Nothing in the data may be altered as it is transcribed.

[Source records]
◆ ◆ ◆

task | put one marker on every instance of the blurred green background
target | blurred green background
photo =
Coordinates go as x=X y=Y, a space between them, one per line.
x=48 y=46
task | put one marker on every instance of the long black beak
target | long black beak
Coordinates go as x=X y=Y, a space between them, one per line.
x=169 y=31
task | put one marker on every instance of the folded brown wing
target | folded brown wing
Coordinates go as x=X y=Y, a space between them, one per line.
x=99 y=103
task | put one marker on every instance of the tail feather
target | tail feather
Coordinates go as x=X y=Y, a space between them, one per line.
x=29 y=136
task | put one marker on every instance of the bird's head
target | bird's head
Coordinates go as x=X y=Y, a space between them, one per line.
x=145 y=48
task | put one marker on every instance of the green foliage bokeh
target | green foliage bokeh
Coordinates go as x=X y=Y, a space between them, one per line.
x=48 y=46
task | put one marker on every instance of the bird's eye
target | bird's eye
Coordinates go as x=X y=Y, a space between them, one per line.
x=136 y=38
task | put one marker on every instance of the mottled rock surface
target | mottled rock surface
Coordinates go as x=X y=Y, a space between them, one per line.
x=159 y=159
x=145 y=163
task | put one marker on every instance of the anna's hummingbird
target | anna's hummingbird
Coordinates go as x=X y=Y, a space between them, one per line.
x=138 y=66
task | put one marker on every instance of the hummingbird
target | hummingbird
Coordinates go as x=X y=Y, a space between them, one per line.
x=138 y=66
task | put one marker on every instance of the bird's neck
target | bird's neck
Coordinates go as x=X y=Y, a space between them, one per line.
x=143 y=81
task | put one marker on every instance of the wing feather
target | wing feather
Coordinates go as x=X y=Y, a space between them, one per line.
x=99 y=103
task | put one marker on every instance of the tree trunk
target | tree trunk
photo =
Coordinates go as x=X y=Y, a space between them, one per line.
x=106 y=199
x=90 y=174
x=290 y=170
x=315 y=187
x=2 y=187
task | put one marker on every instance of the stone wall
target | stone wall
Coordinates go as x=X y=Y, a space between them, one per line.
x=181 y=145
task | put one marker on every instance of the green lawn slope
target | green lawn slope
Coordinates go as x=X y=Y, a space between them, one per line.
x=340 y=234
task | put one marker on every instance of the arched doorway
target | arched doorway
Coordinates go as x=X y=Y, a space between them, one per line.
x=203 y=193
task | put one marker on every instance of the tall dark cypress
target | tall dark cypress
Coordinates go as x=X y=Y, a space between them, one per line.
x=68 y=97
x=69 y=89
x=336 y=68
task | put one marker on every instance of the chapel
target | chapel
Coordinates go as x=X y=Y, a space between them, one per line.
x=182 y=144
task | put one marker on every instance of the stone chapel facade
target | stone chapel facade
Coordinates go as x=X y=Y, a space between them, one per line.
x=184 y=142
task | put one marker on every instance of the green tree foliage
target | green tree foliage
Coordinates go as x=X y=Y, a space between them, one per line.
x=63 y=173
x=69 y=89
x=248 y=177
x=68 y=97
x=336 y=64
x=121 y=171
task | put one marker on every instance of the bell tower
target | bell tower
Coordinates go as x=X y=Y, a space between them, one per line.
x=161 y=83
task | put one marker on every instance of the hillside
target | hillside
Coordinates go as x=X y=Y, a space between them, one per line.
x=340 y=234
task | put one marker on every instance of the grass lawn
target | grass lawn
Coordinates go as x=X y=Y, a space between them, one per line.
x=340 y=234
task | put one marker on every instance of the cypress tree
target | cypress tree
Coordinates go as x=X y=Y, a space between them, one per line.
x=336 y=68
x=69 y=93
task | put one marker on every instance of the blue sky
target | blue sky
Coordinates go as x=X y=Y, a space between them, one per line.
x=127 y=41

◆ ◆ ◆

» **Response area**
task | put one marker on every instance of the blurred green background
target | blurred green background
photo =
Coordinates go as x=X y=Y, a space between them, one per line.
x=48 y=46
task | put one marker on every instance of the long black beak
target | long black beak
Coordinates go as x=X y=Y, a space between them, one per line.
x=169 y=31
task | put one marker on every instance of the folded brown wing
target | folded brown wing
Coordinates go as x=X y=Y, a space between them, one per line.
x=99 y=103
task | put one marker on every instance of the tail feather
target | tail feather
Coordinates go as x=X y=Y, a space between them, one per line.
x=29 y=136
task | put one marker on every instance of the bird's head
target | bird's head
Coordinates go as x=X y=Y, a space between them, one per line.
x=145 y=48
task | put one marker on every instance of the green foliage bokeh
target | green foliage bokeh
Coordinates go as x=X y=Y, a space between them, one per line.
x=48 y=46
task | put one marker on every instance of the bird's eye
target | bird's eye
Coordinates go as x=X y=Y, a space between them, one per line.
x=136 y=38
task | put one marker on every instance of the mottled rock surface
target | mottled rock surface
Coordinates go as x=X y=Y, a space between them, one per line.
x=159 y=159
x=145 y=163
task | put one marker on every instance of the anna's hummingbird
target | anna's hummingbird
Coordinates go as x=X y=Y, a space between them, one per line.
x=138 y=66
task | put one marker on every instance of the hummingbird
target | hummingbird
Coordinates go as x=X y=Y, a space between them, one per line.
x=138 y=66
task | put one marker on every instance of the bird's neck
target | bird's neck
Coordinates go as x=X y=Y, a space between them, one per line.
x=143 y=81
task | put one marker on every instance of the wing feather
target | wing feather
Coordinates go as x=X y=Y, a space between them, one per line.
x=99 y=103
task | put one marker on every instance of the tree trunk
target | tree trunk
photo =
Coordinates go as x=X y=Y, a space between them, one per line.
x=106 y=199
x=90 y=174
x=290 y=170
x=315 y=187
x=2 y=187
task | put one marker on every instance of the stone wall
target | stone wall
Coordinates go as x=X y=Y, a space between them, one per line.
x=181 y=145
task | put one marker on every instance of the green lawn slope
target | green lawn slope
Coordinates go as x=X y=Y, a space between them, one per line.
x=340 y=234
task | put one marker on every instance of the arched doorway
target | arched doorway
Coordinates go as x=X y=Y, a space between them, one per line.
x=203 y=193
task | put one marker on every instance of the tall dark cypress
target | tall dark cypress
Coordinates go as x=X y=Y, a space between them, one per line.
x=68 y=97
x=69 y=89
x=336 y=68
task | put one marker on every instance of the chapel
target | chapel
Coordinates go as x=X y=Y, a space between them, one per line.
x=182 y=144
task | put one marker on every instance of the stone chapel facade
target | stone chapel facade
Coordinates go as x=X y=Y, a space between them, one per line.
x=184 y=142
task | put one marker on every instance of the green tree foliage
target | green tree foliage
Coordinates go as x=X y=Y, a space between them, one per line.
x=63 y=173
x=69 y=89
x=248 y=177
x=68 y=97
x=336 y=64
x=121 y=171
task | put one marker on every instance of the bell tower
target | bell tower
Coordinates go as x=X y=Y, a space between them, one per line.
x=161 y=83
task | put one marker on every instance of the hillside
target | hillside
Coordinates go as x=X y=Y, a space between them, one per line.
x=340 y=234
task | put one marker on every instance of the grass lawn
target | grass lawn
Coordinates go as x=X y=Y, a space between them, one per line.
x=340 y=234
task | put one marker on every instance of the cypress tree
target | cypress tree
Coordinates go as x=X y=Y, a space between them, one per line.
x=336 y=68
x=69 y=93
task | put one marker on every instance of the blue sky
target | blue sky
Coordinates go as x=X y=Y, a space between them, one per line.
x=127 y=41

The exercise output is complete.